[[ Quoted passage, beginning ]]

Epolito v. Prudential Ins. Co. of America

Decision Date10 October 2007
Docket NumberNo. 3:06-cv-628-J-16MCR.,3:06-cv-628-J-16MCR.
Citation523 F.Supp.2d 1329
PartiesPatricia EPOLITO, Plaintiff, v. The PRUDENTIAL INSURANCE COMPANY OF AMERICA, Defendant.
CourtU.S. District Court — Middle District of Florida

John V. Tucker, for Plaintiff.

Clifford L. Rosin, for Defendant.

ORDER

JOHN H. MOORE, District Judge.

This cause is before the Court for consideration of the parties' Motions for Summary Judgement. Plaintiff, Ms. Patricia Epolito filed two separate Motions for Summary Judgment, one dispositive. ("Plaintiffs Motion") (Dkt.41) and one partial (the "Partial Motion") (Dkt.26) (collectively "Plaintiffs Motions"). Defendant, the Prudential Insurance Company of America filed the other one. (Dkt.31). Plaintiff filed a response to Defendant's Motion for Summary Judgment (Dkt.42) and Defendant filed a single comprehensive response to Plaintiffs Motions (Dkt.43).

By their cross-motions, the parties each seek summary judgment as to Plaintiffs Complaint (Dkt.1) for the recovery of benefits, enforcement of rights and clarification of rights to future benefits under a plan governed by the Employee Retirement Income Security Act of 1974 ("ERISA" or the "Act"), 29 U.S.C. §§ 1001-1381.

For the reasons that follow, Plaintiffs Motion (Dkt.41) is GRANTED; the Partial Motion (Dkt.26) is DENIED; and, Defendant's Motion for Summary Judgment (Dkt.31) is DENIED.

[[ Quoted passage, end ]]

#### Activity 1
In the entries, print the lines starting with the one that contains "Each <instance> may" and going on through the one that contains "negative clicks: (653, 687)", including both of those lines.
The court order and the entries that follow it were taken from unrelated sources.

[[ Data to process, beginning ]]

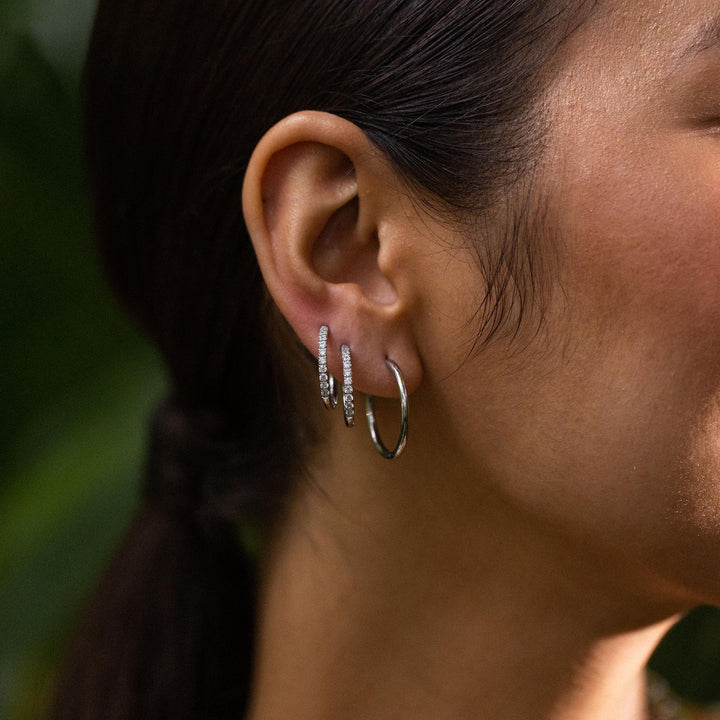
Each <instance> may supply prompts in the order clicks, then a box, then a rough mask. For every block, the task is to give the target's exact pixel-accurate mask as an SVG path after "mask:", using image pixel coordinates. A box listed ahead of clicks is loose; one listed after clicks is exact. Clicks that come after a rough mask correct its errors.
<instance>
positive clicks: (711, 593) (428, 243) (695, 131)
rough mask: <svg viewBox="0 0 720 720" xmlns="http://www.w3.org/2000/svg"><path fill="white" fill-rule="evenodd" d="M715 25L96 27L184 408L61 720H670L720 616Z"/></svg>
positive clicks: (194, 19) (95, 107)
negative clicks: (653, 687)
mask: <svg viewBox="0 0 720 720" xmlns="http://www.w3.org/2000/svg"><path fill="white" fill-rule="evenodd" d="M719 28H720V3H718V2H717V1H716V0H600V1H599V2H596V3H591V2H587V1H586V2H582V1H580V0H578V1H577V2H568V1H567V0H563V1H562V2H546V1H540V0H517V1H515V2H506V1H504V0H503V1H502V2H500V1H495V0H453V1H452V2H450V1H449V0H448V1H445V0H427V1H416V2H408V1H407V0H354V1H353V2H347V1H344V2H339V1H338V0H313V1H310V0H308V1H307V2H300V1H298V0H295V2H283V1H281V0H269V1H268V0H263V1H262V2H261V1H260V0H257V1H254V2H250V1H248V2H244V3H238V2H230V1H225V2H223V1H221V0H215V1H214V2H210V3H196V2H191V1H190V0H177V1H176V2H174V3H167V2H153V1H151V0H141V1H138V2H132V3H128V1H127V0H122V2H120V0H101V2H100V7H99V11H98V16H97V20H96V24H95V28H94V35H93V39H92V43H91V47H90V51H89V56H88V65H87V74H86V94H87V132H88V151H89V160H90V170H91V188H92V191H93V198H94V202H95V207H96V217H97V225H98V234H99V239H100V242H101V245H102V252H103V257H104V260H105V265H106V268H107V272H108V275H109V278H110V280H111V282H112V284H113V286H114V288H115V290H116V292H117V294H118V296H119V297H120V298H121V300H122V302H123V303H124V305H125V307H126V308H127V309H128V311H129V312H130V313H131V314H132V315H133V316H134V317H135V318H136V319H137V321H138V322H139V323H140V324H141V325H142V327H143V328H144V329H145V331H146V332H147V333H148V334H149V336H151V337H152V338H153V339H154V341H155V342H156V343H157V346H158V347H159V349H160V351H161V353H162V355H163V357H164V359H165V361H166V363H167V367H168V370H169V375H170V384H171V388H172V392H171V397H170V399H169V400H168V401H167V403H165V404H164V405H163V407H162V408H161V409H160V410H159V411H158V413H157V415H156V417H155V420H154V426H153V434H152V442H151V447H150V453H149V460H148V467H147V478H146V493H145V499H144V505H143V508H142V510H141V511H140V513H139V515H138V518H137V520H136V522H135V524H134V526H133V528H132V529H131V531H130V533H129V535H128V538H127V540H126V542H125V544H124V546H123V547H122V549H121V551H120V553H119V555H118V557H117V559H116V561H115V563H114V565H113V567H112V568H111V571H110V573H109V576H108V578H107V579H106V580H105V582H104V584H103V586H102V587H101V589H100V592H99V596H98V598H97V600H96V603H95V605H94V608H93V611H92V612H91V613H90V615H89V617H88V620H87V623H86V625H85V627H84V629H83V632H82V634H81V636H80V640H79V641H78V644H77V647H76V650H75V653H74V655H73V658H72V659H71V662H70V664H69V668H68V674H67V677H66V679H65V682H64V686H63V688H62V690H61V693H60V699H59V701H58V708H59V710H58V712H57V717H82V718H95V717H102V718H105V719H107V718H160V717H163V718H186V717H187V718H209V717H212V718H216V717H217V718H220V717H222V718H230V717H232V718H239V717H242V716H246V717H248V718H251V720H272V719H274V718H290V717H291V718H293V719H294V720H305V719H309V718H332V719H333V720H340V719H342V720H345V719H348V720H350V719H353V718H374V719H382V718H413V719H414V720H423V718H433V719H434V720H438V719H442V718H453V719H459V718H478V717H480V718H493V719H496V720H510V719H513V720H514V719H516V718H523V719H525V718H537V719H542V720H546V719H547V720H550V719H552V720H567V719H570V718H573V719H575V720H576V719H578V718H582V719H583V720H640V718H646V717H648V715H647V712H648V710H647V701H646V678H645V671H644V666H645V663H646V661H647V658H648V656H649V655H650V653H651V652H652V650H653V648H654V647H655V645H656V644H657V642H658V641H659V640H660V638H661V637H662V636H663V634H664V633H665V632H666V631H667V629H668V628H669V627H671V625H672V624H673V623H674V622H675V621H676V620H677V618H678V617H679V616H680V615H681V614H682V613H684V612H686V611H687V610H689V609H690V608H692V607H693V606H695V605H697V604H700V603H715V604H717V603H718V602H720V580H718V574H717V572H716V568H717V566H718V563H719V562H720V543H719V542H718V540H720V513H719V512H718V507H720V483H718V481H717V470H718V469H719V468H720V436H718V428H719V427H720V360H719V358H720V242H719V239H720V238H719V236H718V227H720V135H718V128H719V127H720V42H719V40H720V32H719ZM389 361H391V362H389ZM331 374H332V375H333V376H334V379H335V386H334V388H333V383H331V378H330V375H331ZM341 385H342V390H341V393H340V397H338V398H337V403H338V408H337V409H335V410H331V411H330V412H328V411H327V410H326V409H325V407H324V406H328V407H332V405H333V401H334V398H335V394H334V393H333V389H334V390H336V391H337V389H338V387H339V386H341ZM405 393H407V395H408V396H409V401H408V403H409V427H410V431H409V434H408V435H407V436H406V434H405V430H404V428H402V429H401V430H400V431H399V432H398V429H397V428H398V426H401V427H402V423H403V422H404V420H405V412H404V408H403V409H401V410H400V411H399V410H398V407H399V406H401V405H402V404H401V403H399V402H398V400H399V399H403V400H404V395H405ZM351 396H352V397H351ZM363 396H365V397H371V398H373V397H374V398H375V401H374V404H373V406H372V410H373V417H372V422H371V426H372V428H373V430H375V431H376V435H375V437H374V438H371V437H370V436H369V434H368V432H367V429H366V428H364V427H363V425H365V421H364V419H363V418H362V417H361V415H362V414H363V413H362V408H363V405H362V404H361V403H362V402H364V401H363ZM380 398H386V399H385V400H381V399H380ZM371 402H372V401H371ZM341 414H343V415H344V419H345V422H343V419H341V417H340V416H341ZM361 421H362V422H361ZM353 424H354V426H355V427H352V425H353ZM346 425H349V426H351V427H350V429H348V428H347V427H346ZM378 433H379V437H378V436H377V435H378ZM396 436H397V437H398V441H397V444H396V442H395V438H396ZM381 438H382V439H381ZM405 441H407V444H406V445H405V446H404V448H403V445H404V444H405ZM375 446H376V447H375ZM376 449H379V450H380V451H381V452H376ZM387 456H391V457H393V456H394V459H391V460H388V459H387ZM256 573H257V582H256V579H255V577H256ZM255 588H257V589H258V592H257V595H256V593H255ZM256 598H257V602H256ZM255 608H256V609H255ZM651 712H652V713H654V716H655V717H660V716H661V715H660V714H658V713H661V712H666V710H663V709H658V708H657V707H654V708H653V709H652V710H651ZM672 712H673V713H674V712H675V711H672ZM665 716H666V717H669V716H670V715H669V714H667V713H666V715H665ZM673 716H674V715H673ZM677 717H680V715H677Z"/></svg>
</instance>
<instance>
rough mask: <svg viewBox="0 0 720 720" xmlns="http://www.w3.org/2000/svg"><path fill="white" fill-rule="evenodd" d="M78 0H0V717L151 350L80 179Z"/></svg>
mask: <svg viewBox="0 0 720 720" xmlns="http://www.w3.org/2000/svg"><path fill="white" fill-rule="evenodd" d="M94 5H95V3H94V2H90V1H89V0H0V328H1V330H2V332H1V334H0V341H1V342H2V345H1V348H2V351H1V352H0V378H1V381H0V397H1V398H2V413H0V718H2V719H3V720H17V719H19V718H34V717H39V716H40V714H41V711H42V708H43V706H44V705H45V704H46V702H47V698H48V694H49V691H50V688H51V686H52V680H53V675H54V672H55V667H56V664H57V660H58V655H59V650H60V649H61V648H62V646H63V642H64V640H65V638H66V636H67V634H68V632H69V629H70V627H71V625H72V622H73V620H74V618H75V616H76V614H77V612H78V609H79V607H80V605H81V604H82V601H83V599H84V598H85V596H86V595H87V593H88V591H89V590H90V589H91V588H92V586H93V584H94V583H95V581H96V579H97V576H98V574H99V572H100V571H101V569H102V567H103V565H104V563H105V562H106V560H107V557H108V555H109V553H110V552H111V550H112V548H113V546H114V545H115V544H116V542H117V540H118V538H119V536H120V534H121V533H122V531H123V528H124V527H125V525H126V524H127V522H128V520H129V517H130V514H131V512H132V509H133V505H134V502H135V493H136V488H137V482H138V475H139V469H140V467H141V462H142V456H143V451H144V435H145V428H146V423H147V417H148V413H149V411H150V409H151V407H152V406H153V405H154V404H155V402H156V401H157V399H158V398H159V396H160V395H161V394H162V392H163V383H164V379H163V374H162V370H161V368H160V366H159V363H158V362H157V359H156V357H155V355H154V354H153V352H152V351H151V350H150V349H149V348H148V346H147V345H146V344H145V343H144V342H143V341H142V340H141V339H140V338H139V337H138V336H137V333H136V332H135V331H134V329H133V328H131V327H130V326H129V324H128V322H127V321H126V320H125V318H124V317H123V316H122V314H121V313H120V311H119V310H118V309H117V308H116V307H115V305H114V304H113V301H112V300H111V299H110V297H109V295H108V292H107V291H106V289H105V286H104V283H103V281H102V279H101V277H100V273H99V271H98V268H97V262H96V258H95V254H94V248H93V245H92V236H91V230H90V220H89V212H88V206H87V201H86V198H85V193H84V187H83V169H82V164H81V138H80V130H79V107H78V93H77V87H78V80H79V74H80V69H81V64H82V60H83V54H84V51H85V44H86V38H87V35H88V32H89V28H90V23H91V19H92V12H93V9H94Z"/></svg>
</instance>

[[ Data to process, end ]]
[[ Data to process, beginning ]]

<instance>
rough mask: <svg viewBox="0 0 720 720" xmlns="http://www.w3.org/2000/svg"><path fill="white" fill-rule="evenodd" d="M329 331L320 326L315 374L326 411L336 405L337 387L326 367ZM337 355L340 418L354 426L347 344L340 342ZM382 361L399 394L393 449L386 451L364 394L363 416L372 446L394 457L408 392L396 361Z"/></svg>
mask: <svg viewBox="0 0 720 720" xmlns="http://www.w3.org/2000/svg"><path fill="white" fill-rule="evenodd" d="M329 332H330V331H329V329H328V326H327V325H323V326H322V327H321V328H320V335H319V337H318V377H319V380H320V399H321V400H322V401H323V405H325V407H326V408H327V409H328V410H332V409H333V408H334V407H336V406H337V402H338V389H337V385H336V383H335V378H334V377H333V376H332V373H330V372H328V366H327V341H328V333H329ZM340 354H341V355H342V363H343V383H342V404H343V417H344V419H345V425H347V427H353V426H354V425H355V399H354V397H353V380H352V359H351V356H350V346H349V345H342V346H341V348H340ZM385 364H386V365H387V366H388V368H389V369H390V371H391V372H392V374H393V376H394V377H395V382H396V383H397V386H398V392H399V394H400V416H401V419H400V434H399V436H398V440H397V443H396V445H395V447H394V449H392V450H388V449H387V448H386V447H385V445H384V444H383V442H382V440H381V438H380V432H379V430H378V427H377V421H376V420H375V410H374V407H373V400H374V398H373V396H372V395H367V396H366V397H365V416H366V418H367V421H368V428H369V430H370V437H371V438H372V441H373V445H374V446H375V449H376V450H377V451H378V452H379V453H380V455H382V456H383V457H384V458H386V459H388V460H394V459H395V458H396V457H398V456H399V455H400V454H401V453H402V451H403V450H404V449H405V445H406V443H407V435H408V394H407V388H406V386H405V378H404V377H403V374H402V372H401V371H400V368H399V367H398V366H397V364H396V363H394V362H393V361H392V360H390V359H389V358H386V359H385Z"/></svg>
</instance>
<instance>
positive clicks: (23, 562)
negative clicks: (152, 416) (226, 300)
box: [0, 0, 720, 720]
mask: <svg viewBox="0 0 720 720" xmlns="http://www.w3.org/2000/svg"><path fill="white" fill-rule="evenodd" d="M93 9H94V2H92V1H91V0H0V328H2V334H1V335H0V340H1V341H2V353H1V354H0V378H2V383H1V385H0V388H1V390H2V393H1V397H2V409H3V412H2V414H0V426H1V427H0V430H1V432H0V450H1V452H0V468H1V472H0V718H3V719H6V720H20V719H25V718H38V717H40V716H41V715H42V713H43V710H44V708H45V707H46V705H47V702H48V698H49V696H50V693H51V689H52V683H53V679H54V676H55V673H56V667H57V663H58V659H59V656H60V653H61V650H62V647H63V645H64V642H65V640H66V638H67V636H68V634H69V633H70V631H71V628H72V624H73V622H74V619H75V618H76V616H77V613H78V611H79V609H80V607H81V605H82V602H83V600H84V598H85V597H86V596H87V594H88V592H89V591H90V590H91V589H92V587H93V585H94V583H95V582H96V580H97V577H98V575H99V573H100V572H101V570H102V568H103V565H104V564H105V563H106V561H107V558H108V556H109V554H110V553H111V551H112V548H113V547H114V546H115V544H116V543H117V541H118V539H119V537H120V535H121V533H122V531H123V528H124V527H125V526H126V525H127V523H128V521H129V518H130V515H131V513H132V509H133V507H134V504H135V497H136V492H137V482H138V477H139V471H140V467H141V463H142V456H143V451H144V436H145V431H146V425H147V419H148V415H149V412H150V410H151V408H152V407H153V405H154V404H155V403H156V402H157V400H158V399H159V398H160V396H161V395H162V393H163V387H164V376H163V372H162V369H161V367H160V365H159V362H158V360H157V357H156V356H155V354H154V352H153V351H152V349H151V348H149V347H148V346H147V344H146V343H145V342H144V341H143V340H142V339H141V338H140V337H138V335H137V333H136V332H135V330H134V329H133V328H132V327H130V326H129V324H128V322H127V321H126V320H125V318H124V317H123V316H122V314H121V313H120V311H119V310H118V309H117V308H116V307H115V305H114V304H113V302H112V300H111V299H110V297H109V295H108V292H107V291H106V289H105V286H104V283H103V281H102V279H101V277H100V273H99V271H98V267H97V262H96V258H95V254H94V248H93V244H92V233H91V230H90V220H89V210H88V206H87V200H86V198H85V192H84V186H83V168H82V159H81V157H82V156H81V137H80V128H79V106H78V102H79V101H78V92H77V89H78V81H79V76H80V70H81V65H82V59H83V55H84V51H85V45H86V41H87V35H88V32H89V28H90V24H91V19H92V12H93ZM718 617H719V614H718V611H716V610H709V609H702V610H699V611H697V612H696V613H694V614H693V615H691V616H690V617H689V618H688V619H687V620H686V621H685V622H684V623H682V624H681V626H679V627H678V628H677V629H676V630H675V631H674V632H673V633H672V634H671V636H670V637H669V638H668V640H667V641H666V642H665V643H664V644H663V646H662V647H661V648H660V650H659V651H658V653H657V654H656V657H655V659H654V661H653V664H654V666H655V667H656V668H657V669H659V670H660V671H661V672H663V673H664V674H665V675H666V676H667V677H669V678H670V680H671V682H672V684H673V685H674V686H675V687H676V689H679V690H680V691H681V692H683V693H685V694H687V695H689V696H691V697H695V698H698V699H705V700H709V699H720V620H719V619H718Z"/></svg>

[[ Data to process, end ]]

#### Activity 2
For each statement, say whether it agrees with the court order, answering yes or no and quoting the words from the order that decide it. (a) The defendant answered the plaintiff's motions with one comprehensive response. (b) The plaintiff's Partial Motion was granted. (c) The case was before the U.S. District Court for the Southern District of Florida.

#### Expected answer 1
Each <instance> may supply prompts in the order clicks, then a box, then a rough mask. For every block, the task is to give the target's exact pixel-accurate mask as an SVG path after "mask:", using image pixel coordinates. A box listed ahead of clicks is loose; one listed after clicks is exact. Clicks that come after a rough mask correct its errors.
<instance>
positive clicks: (711, 593) (428, 243) (695, 131)
rough mask: <svg viewBox="0 0 720 720" xmlns="http://www.w3.org/2000/svg"><path fill="white" fill-rule="evenodd" d="M715 25L96 27L184 408L61 720H670L720 616Z"/></svg>
positive clicks: (194, 19) (95, 107)
negative clicks: (653, 687)

#### Expected answer 2
(a) Yes: "Defendant filed a single comprehensive response to Plaintiffs Motions (Dkt.43)."
(b) No: "the Partial Motion (Dkt.26) is DENIED"
(c) No: "U.S. District Court — Middle District of Florida"